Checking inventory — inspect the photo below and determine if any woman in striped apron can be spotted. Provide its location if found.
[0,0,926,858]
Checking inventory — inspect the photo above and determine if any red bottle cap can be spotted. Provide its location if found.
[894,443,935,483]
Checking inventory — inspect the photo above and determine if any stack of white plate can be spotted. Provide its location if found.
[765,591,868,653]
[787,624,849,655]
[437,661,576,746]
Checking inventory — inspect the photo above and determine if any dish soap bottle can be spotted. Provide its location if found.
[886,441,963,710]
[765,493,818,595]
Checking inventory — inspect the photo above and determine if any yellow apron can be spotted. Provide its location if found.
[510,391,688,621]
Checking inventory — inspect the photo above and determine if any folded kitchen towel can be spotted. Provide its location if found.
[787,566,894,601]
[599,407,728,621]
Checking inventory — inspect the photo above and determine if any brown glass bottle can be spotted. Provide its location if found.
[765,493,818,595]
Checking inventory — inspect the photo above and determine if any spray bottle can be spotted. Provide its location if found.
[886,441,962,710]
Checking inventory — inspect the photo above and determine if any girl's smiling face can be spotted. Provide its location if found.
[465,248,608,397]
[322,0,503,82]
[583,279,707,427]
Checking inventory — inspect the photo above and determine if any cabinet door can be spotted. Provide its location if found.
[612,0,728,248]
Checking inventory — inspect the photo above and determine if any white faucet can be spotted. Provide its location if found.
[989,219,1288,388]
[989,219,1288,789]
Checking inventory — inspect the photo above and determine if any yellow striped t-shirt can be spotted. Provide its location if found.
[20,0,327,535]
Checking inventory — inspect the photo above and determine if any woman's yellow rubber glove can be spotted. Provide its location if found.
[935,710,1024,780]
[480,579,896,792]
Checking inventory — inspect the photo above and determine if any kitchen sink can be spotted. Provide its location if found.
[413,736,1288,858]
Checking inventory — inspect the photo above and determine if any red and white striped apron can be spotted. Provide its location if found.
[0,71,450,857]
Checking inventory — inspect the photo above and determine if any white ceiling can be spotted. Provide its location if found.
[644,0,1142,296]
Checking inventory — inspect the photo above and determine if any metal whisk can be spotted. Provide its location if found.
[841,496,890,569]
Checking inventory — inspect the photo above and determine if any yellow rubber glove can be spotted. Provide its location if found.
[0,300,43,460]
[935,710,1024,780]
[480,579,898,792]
=======
- _SET EXERCISE_
Extract every entry above word for word, with no changes.

- _EXPECTED ANSWER_
Checking inventory — inspect the photo below and determine if any woman in striped apron can be spotted. Provide its location if found.
[0,0,926,858]
Checking inventory — inspect the photo above and determine if any red bottle cap can be spotted. Provide its location if found.
[894,443,935,483]
Checking inventory — inspect the photo above and determine if any stack of white plate can be spotted. Provide its location if found.
[765,591,868,653]
[787,624,849,655]
[437,661,576,746]
Checking inventory — inspect the photo above and determine if any dish soap bottle can be spotted. Provide its location if found.
[886,441,963,710]
[765,493,818,595]
Checking inventory — inspect the photo above and determine if any yellow apron can be spotted. Provide its location if found.
[510,391,688,621]
Checking inventory — inspect the photo above and determine if any folded kitchen towel can be spotted. Provide its location if found.
[787,566,894,601]
[599,407,728,621]
Checking inventory — inspect the photo above and determine if any brown glass bottle can be spotted. Provide its location if found.
[765,493,818,595]
Checking inventory — inspect the photo above and determine if any spray bottle can be spotted. Provide its location if found.
[886,441,962,710]
Checking inventory — inspect the photo above and determine if any girl's smiling face can be spotted. Provide its location if found.
[465,248,608,397]
[322,0,503,82]
[583,279,707,427]
Checking inventory — inspect the photo above and determine if any cabinet door can be spotted. Provide its location if found.
[612,0,728,248]
Checking inventory — inspect the photo above and determine if any white faucet can be spotted. Provide its location if found.
[989,219,1288,388]
[989,219,1288,789]
Checking inventory — inspect the photo above and determine if any yellow striped t-shirt can be spotted. Provide its location if found.
[20,0,327,535]
Checking inventory — inspect the photo above and determine if any woman's yellow rubber glove can be spotted. Provide its location if found.
[935,710,1024,780]
[480,579,896,792]
Checking inventory — inspect the photo above and determine if any kitchen sink can be spotted. Provide its location if found.
[413,736,1288,858]
Checking inventory — inspect the photo above and determine if any red and white striped apron can be spotted. Provide its location if found.
[0,71,450,857]
Checking inventory — inspect the photo above and determine if any white ceiling can be spotted. Provide its location if found.
[644,0,1142,296]
Checking inventory — inspect the photo above and determine if any metal whisk can be spotted. Provide its location if found.
[841,496,890,569]
Checking inventory — inspect the photo above and determine if any yellow rubber glove can be spotted. Provide its location if found.
[0,300,43,460]
[935,710,1024,780]
[480,579,898,792]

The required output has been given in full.